### Excerpted passage
□ □ □

Lowering Vapor Pressure
I know salt, sugar, etc. with lower the vapor pressure of
a liquid, but I don't know exactly why. Since it is how many
particles and not the nature of the particles, it is not about
attraction. How does it interfere with the equilibrium?
Basically, this happens because some
of the solute molecules are at the surface
of the solution, and they get in the way of solvent
molecules which might otherwise be moving
fast enough to escape the liquid and go
into the vapor phase. This lowers the vapor
pressure (and also increases the boiling point).
Technically, the nature of the particles does
matter a bit. This can be taken into account
using the solute's activity coefficient. However,
this is a college-level topic.
Here is a good site with a good explanation:
Todd Clark, Office of Science
US Department of Energy
The colligative property: vapor pressure lowering is best explained from the
perspective of entropy. We can imagine that the driving force for a liquid
to go into the vapor phase is controlled by the difference in micro-states
or entropy of the liquid and gas phases -there is an entropy gain in going
into the gas phase. However, adding a non-volatile solute will increase the
entropy of the liquid phase without equivalently increasing the entropy of
the gas phase (since the solute is non-volatile) - it can be seen that the
number of micro-states for a solution is much higher than that of a pure
solvent. This means that the entropy gain in the solvent particles of the
solution going from liquid to gas phase is comparatively smaller than that
in the pure solvent. Thus there is less of a driving force to go into the
gas phase and therefore a lower number of particles in the gas phase and the
consequent lower vapor pressure.
I have seen text and heard some instructors explaining this phenomenon as
resulting from the solute particles physically blocking the escape of
solvent particles. This is wrong - as is clearly evident when the vapor
pressure of a pure solvent does not change when we place a porous cover over
the solvent. I suspect this explanation is given as a simplified explanation
- but I think this just introduces misconceptions and should be avoided.
Greg (Roberto Gregorius)
This was also my reply to a question regarding boiling point elevation:
We will focus mostly on the water molecules and a little bit on the salt
This phenomenon involves the law of entropy or the fact that the water
molecules want to move toward a state of disorder, or higher entropy. Just
imagine room temperature plain water in a pot, without solute, being in a
very ordered state, one molecule aligned right next to the other, a very
ordered liquid. At this time, there are also water molecules right above
the surface that have escaped the water from the pot, creating a vapor
pressure, moving from the more ordered liquid to a less ordered gas or
vapor...this to reach a certain level of entropy, or disorder.
Now, in another pot of water, if you place some sodium and chloride ions
(salt) into the ordered water, the water molecules must move away from each
other to accommodate or dissolve the sodium and chloride ions. Now these
water molecules with salt ions between them are in a more disordered state
than they were without the salt ions. This means that less of them will
have to escape into the air above the surface to reach that same level of
entropy as with the plain water. It means that the water with the salt ions
will have a lower vapor pressure than the plain water, but both systems will
have the same level of entropy (disorder).

□ □ □

### Available data
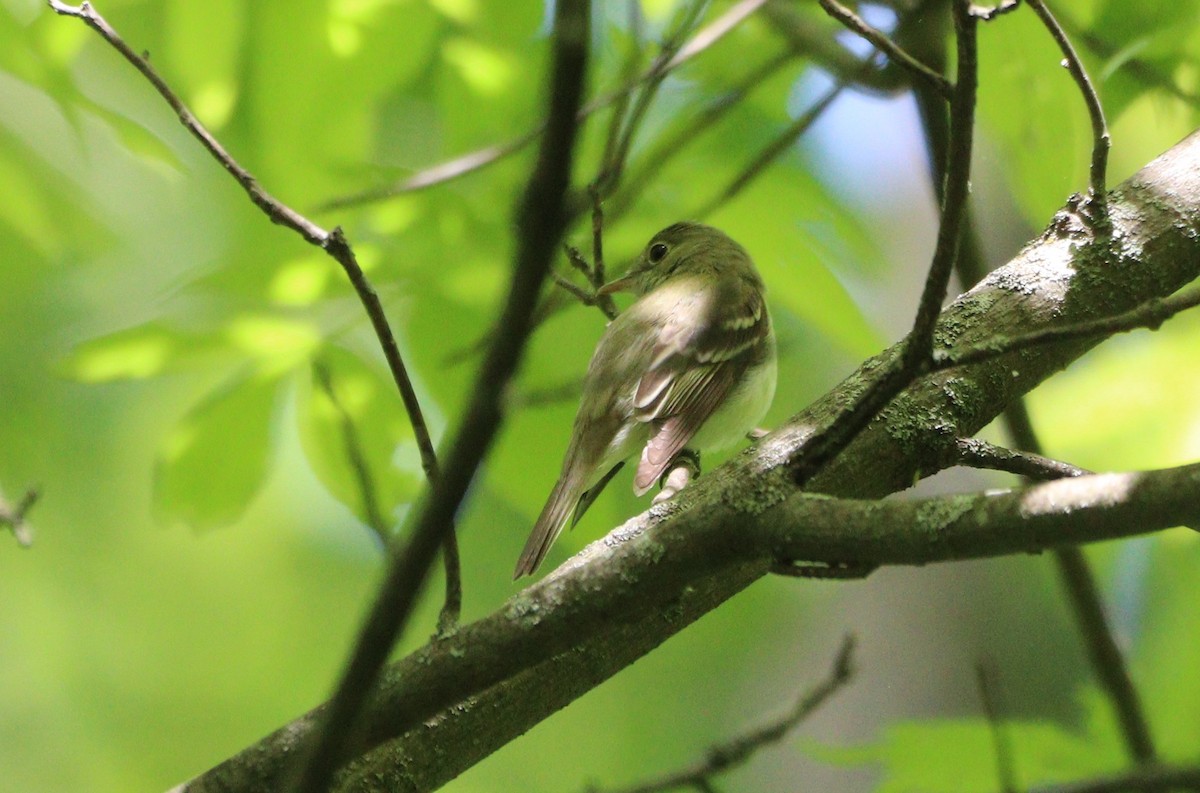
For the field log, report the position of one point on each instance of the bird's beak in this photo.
(619, 284)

□ □ □

### Actions to take
(a) Give the vapor pressure text again from "Basically, this happens" up to and including "a college-level topic.", switching "surface" to "top layer".
(b) Answer these questions from the vapor pressure text.
(i) What can be taken into account using the solute's activity coefficient?
(ii) What observation shows that solute particles physically blocking the solvent's escape is the wrong explanation?
(iii) Which ions are placed into the second pot of water?

### Responses for each task
(a)
Basically, this happens because some
of the solute molecules are at the top layer
of the solution, and they get in the way of solvent
molecules which might otherwise be moving
fast enough to escape the liquid and go
into the vapor phase. This lowers the vapor
pressure (and also increases the boiling point).
Technically, the nature of the particles does
matter a bit. This can be taken into account
using the solute's activity coefficient. However,
this is a college-level topic.

(b)
(i) The nature of the particles.
(ii) The vapor pressure of a pure solvent does not change when a porous cover is placed over the solvent.
(iii) Sodium and chloride ions.